**Text block**
/---

A New Drug Could Save This Boy’s Life — But He Can’t Get it

Meet Ryan Dunne, a Colorado 9-year-old who loves to read, paint, play with his friends and dance. In a few years, he will be confined to a wheelchair.

When Ryan was 3, he was diagnosed with Duchenne Muscular Dystrophy, a genetic disorder that causes progressive muscular degeneration. “Ryan’s muscles have basically been breaking down since the day he was born,” says Ryan’s father Chris Dunne. Kids with DMD (it mostly affects boys) usually end up in wheelchairs by age 11 and, thanks to the loss of lung and heart functions, don’t often live past early adulthood. “Every day that goes by I watch my son get weaker and weaker,” says Dunne. “He can’t climb stairs anymore, he can’t play sports with his friends anymore or ride the school bus.” Indeed, it is a heartbreaking condition with very little hope for the future — until now.

For the first time ever, there’s a promising new DMD drug under investigation. In early trials Sarepta Pharmaceuticals found that the drug — called eteplirsen — halted the progression of DMD and had no adverse side effects. It also showed increased effectiveness the longer patients were on it. The standard of care for DMD has always been steroid treatment, which Ryan has been on for years with little improvement (“and the side effects are awful,” says his dad). With the promise of eteplirsen, DMD families were finally given a glimmer of hope. But the U.S. Food and Drug Administration called an expedited approval request for the drug “premature.” The trials have been halted and, with it, the Dunne family’s shot at a better life for their son.

\---

**Source information**
/---

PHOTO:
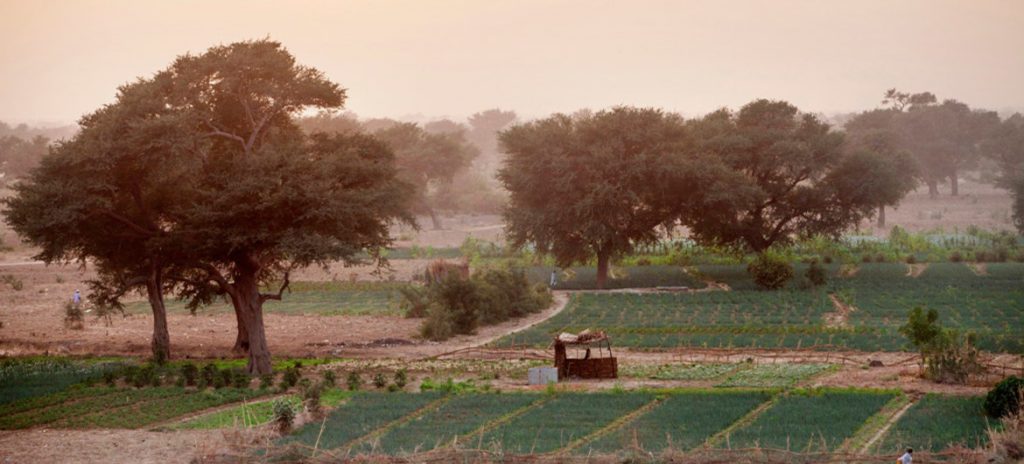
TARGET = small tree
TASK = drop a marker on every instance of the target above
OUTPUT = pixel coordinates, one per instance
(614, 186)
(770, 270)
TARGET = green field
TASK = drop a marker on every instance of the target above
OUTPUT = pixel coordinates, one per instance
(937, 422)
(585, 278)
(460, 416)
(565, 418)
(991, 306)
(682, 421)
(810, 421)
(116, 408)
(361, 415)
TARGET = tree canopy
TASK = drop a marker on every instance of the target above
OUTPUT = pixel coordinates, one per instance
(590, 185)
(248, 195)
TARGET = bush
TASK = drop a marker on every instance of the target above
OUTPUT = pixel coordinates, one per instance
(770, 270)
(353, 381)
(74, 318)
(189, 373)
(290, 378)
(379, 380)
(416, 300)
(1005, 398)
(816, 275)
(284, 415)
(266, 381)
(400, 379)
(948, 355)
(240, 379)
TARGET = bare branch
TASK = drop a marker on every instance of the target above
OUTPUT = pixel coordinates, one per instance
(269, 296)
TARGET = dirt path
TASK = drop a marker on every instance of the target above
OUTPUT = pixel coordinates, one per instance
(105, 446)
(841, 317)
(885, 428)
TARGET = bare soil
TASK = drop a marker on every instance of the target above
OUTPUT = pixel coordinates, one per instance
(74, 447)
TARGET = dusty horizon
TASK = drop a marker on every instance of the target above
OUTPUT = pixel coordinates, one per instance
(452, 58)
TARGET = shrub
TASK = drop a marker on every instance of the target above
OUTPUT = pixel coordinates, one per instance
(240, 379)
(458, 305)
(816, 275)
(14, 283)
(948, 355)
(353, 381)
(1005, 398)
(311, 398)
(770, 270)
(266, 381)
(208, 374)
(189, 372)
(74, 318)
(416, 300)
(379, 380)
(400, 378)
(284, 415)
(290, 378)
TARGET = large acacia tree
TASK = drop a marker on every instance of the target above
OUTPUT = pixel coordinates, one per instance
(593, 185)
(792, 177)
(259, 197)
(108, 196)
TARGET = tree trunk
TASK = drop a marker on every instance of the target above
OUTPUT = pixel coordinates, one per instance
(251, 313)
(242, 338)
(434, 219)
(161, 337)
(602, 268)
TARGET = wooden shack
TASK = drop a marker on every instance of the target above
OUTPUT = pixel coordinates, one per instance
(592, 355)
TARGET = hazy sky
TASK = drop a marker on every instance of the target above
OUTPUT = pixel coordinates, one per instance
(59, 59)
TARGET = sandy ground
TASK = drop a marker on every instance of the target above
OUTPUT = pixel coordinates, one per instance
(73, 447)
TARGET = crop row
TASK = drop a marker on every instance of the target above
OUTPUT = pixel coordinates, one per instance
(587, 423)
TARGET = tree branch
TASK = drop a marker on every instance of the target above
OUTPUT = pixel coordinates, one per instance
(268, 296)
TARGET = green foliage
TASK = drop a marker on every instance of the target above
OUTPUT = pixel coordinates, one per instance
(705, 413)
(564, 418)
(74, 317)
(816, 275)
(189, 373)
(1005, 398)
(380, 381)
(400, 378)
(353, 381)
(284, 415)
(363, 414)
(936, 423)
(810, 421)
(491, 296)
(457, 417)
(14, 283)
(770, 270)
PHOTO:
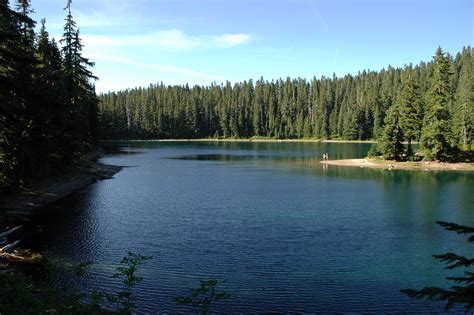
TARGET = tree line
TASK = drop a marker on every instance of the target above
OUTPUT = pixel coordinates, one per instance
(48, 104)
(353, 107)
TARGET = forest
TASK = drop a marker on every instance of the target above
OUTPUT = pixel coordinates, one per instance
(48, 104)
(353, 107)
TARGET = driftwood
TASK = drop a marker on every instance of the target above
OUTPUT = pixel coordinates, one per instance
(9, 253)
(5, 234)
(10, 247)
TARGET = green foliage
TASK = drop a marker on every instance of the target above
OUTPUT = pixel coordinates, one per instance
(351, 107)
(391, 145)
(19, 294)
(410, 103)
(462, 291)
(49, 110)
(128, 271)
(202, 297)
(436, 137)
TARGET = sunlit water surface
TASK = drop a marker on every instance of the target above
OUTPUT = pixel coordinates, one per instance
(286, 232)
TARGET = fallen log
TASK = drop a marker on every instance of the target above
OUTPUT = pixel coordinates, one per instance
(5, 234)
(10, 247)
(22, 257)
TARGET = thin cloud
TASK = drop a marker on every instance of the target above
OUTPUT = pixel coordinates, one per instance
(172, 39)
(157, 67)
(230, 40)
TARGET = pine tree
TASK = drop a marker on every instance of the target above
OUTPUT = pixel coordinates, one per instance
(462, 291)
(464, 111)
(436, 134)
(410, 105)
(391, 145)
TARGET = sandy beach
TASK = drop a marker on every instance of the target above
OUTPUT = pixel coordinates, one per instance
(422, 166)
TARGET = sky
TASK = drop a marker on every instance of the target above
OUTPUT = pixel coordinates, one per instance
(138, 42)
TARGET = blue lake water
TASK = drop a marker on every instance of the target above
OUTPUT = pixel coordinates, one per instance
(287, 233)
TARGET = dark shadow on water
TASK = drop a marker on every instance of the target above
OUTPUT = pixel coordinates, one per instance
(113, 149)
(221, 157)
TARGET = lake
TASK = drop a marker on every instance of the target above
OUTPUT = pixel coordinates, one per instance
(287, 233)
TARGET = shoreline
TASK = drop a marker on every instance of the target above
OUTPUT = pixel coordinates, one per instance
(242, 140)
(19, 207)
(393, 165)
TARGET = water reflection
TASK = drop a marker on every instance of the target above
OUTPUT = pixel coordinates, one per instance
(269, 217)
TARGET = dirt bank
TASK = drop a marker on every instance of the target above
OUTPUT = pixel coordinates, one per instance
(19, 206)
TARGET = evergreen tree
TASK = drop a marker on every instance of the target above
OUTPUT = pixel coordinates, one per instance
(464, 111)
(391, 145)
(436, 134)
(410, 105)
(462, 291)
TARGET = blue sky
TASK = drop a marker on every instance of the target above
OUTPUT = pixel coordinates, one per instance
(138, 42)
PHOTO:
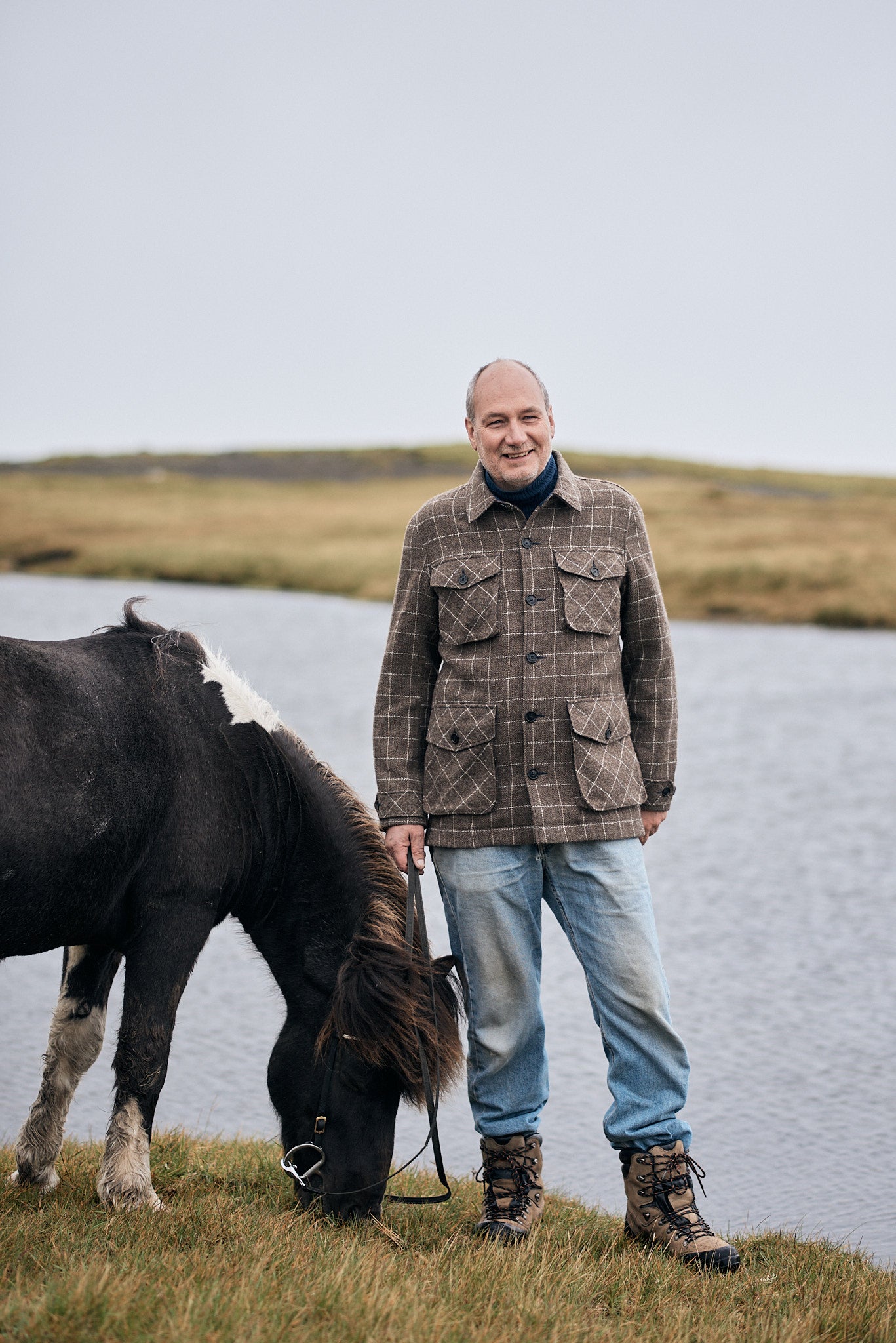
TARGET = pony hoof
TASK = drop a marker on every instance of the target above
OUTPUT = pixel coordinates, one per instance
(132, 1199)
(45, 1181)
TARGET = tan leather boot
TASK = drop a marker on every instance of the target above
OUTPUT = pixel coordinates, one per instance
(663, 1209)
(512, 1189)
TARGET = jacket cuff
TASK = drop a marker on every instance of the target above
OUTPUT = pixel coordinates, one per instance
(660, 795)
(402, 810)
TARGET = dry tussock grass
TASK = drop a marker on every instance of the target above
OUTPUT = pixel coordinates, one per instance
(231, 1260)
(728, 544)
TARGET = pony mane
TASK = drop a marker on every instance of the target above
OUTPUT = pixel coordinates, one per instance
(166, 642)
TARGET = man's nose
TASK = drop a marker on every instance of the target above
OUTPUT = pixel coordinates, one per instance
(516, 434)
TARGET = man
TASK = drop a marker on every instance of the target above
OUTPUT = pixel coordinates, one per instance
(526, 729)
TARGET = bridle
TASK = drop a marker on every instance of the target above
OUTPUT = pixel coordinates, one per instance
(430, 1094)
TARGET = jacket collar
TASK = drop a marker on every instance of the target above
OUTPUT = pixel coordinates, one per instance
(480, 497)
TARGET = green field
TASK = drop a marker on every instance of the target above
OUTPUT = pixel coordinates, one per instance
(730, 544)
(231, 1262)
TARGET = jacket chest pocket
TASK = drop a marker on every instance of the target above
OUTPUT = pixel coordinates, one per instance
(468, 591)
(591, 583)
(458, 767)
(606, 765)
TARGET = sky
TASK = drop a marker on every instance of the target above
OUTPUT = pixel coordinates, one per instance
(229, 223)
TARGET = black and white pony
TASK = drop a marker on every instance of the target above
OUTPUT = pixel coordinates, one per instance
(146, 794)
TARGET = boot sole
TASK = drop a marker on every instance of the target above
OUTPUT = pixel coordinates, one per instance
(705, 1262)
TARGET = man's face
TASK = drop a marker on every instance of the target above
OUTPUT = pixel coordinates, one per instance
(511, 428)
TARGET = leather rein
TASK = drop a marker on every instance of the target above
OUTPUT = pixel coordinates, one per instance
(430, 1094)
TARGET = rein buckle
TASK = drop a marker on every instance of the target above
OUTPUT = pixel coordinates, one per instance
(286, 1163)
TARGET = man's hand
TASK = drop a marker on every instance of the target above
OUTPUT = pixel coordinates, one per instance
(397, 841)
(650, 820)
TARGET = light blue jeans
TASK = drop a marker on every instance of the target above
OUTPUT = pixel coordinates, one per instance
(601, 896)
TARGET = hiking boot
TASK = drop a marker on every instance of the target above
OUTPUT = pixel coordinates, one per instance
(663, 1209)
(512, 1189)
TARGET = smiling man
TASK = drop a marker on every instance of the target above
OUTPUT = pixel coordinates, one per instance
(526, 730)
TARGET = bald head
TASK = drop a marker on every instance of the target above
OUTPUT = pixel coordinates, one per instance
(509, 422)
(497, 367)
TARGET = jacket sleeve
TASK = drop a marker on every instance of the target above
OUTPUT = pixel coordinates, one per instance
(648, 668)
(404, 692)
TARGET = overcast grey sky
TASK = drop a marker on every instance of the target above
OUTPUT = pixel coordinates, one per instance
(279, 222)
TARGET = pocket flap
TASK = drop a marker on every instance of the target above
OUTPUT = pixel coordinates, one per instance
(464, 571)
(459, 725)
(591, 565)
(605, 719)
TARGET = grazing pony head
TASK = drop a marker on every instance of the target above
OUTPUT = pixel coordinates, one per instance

\---

**Work instruction 1**
List the activities that the article on Ryan Dunne says he loves.
**Work instruction 2**
Continue the article on Ryan Dunne from its final sentence.

**Written response 1**
read, paint, play with his friends, dance

**Written response 2**
“We recognize the huge unmet medical need in Duchenne muscular dystrophy, the devastating nature of the disease … and the great urgency to make new treatments available,” the FDA said in a letter to families who’ve contacted them about eteplirsen. It goes on to state that more research is needed and that the results of the original trials aren’t open to the public, so they can’t comment further. “Please know that FDA has reached no conclusions about the possibility of using accelerated approval for any new drug for the treatment of Duchenne muscular dystrophy, and for eteplirsen in particular.” So the FDA is not necessarily shutting it down, but here’s the thing: They’ve been sitting on the eteplirsen research now for 16 months. Getting a new drug approved through the normal channels can take years and these kids don’t have years. “There are kids who are walking now who won’t be able to walk by that time,” says Dunne. “There are kids in wheelchairs who will be dead.” Time is literally running out.


“Who knows if it works long term but who knows if it doesn’t?” he says. And there is no alternative. “I could see if there was something else you could do, somewhere else we could go, but there isn’t,” he says. “This is our only hope. My son is going to die unless he gets this medicine.” Even if it buys the family a few years to keep Ryan healthy until something better comes along, wouldn’t it be worth it? Bottom line: This drug gave hope to a hopeless situation and now it’s been taken away.

As someone who is alive today because of a miracle drug that was fast-tracked by the FDA, Ryan’s story struck a chord with me. It is gut-wrenching to think there is a treatment out there that could help these kids but it’s being kept from them. Like my cancer, DMD is considered an orphan disease, meaning it doesn’t affect a large percentage of the population. Drug companies are rarely interested in developing drugs for these diseases because they won’t translate to dollar signs. The fact that there was a company out there willing to try but whose efforts are being thwarted is infuriating and unfair.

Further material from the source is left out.